» Taakomschrijving
Geef de regels vanaf het begin van de items tot en met de regel met "98 L 53 130" weer als een genummerde lijst, met weglating van lege regels.

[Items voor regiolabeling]
=====

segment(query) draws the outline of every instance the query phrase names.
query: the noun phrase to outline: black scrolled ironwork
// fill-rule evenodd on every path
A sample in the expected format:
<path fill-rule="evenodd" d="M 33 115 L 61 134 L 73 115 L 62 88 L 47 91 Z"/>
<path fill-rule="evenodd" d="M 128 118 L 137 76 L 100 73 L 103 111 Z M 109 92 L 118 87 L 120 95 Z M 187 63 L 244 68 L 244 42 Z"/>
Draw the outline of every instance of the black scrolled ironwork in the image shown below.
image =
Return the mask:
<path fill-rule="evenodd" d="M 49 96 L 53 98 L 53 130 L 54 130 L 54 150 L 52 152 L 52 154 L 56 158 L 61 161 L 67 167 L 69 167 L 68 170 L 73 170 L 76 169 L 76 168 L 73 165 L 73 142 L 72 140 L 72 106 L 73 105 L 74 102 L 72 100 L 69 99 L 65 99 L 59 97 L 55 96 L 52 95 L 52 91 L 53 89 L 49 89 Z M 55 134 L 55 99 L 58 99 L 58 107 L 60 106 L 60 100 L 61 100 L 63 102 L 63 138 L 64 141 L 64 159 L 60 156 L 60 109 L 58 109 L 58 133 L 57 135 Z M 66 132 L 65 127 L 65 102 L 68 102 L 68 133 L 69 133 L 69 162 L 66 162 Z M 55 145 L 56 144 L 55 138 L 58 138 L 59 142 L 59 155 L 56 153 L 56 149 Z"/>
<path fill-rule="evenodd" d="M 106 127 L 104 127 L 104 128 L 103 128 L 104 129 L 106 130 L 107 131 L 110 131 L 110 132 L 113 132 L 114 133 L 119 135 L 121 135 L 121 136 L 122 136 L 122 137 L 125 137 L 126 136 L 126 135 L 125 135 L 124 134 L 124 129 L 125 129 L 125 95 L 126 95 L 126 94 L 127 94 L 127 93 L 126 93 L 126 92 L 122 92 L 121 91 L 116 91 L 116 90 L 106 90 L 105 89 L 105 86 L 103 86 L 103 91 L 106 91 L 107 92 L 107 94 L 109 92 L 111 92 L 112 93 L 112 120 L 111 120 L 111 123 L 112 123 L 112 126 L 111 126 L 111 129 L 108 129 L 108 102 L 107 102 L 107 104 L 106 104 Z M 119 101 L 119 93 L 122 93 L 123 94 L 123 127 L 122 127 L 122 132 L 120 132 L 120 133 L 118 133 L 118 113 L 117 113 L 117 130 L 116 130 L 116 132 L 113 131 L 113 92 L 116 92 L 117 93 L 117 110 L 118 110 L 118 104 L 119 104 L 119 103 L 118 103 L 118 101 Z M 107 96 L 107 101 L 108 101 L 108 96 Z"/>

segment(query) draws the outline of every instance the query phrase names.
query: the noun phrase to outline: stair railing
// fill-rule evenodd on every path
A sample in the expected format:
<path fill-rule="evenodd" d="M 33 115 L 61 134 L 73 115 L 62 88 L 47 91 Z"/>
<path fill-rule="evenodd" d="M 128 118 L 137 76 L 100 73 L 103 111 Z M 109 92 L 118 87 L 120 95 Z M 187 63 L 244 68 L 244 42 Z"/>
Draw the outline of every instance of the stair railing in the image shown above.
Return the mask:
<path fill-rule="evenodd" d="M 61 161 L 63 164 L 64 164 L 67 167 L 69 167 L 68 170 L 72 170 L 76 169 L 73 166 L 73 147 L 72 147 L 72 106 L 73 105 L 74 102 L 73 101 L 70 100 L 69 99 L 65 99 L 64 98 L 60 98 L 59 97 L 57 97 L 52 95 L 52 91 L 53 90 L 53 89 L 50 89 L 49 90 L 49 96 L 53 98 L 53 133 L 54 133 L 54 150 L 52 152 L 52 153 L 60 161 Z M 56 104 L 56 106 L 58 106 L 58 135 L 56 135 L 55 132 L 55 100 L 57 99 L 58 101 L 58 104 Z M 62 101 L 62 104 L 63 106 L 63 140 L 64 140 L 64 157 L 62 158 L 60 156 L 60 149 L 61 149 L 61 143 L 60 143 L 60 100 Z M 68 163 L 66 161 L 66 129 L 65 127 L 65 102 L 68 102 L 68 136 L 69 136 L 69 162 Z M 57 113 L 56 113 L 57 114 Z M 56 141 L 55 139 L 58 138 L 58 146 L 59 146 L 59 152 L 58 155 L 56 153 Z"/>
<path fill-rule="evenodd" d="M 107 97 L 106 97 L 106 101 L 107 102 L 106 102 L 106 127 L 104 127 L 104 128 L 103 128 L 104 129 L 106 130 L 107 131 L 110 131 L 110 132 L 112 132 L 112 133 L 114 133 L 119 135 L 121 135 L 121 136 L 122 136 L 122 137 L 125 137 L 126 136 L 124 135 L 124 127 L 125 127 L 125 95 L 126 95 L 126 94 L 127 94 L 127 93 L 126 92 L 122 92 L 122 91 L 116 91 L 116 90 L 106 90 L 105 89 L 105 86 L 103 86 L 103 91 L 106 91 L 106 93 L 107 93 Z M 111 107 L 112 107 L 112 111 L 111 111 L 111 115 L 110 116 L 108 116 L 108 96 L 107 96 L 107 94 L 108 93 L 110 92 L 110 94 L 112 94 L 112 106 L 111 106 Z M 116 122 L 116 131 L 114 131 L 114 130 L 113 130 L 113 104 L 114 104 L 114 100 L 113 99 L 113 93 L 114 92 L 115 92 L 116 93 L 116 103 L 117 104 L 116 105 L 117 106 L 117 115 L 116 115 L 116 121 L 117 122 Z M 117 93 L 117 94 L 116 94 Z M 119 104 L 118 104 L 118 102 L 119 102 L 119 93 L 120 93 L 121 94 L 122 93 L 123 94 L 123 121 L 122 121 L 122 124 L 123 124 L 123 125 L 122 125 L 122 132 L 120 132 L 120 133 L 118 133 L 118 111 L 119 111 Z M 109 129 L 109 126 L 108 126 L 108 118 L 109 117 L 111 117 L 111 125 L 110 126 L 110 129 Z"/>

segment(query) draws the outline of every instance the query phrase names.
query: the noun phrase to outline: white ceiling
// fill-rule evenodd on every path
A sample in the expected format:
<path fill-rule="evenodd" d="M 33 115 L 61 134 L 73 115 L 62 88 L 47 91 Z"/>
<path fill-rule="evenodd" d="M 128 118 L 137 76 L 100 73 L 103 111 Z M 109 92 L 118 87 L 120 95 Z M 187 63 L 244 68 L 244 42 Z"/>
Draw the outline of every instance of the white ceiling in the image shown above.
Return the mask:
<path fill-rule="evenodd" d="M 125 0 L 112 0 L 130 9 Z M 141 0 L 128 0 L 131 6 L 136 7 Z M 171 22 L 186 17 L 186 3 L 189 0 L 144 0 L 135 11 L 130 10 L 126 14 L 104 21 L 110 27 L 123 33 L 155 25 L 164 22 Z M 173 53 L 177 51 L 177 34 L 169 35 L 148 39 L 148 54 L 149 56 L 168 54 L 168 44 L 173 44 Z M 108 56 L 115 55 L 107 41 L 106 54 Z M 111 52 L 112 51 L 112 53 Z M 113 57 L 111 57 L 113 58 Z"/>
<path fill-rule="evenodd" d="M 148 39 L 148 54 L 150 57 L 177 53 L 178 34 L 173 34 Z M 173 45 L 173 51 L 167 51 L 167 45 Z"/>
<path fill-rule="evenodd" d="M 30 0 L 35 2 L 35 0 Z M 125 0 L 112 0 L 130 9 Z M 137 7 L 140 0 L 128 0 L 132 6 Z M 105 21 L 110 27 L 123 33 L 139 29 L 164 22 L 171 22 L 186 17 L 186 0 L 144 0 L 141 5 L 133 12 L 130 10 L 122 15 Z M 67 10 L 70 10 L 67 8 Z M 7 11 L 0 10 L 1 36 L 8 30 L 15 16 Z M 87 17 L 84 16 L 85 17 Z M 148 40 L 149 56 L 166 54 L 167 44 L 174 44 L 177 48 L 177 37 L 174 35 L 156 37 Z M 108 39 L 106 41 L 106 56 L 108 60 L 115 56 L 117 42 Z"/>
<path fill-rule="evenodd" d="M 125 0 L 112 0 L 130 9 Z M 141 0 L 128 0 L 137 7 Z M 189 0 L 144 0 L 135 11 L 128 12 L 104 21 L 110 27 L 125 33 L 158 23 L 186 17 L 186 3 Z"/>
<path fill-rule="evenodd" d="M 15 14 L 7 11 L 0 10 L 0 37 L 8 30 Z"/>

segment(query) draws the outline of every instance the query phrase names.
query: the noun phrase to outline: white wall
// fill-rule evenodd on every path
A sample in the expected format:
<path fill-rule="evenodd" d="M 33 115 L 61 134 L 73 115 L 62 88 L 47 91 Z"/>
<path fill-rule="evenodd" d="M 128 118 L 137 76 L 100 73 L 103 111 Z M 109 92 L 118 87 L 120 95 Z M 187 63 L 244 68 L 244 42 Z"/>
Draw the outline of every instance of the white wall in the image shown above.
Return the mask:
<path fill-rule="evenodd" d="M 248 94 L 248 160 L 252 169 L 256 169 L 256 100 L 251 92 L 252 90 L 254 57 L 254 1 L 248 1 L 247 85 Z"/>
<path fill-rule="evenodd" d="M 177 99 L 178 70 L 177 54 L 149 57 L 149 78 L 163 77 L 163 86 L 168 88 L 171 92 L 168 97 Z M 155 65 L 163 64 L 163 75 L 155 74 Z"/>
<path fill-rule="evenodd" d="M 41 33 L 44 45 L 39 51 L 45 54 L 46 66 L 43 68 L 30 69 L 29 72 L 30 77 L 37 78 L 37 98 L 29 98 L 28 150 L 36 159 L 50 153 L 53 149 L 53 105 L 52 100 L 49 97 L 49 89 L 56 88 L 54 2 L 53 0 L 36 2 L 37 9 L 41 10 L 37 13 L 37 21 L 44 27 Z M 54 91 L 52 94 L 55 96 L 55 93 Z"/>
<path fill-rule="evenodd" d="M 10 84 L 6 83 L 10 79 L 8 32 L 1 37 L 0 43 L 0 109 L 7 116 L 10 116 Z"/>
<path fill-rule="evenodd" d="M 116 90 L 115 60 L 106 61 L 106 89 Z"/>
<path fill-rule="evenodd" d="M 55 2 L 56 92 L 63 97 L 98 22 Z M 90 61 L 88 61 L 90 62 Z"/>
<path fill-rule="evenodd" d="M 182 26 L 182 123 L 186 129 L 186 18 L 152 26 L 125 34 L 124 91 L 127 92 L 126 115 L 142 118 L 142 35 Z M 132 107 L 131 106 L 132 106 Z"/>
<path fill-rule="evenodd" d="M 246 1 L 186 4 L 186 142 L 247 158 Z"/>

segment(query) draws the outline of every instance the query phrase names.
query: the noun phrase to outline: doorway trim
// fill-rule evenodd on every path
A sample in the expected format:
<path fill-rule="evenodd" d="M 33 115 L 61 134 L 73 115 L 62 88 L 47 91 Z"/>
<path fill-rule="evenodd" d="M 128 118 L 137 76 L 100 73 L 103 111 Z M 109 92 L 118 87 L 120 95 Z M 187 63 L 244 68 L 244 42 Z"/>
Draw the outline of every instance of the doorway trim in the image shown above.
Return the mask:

=====

» Volledig antwoord
1. segment(query) draws the outline of every instance the query phrase names.
2. query: the noun phrase to outline: black scrolled ironwork
3. // fill-rule evenodd on every path
4. A sample in the expected format:
5. <path fill-rule="evenodd" d="M 33 115 L 61 134 L 73 115 L 62 88 L 47 91 Z"/>
6. <path fill-rule="evenodd" d="M 128 118 L 137 76 L 100 73 L 103 111 Z M 109 92 L 118 87 L 120 95 Z M 187 63 L 244 68 L 244 42 Z"/>
7. Draw the outline of every instance of the black scrolled ironwork in the image shown below.
8. image =
9. Return the mask:
10. <path fill-rule="evenodd" d="M 49 96 L 53 98 L 53 130 L 54 130 L 54 150 L 52 152 L 52 154 L 56 158 L 61 161 L 67 167 L 69 167 L 68 170 L 73 170 L 76 169 L 76 168 L 73 165 L 73 142 L 72 140 L 72 106 L 73 105 L 74 102 L 72 100 L 69 99 L 65 99 L 59 97 L 55 96 L 52 95 L 52 91 L 53 89 L 49 89 Z M 55 134 L 55 99 L 58 99 L 58 107 L 60 106 L 60 100 L 61 100 L 63 102 L 63 138 L 64 141 L 64 159 L 60 156 L 60 109 L 58 109 L 58 133 L 57 135 Z M 66 132 L 65 127 L 65 102 L 68 102 L 68 133 L 69 133 L 69 162 L 66 162 Z M 55 145 L 56 144 L 55 138 L 58 138 L 59 142 L 59 155 L 56 153 L 56 149 Z"/>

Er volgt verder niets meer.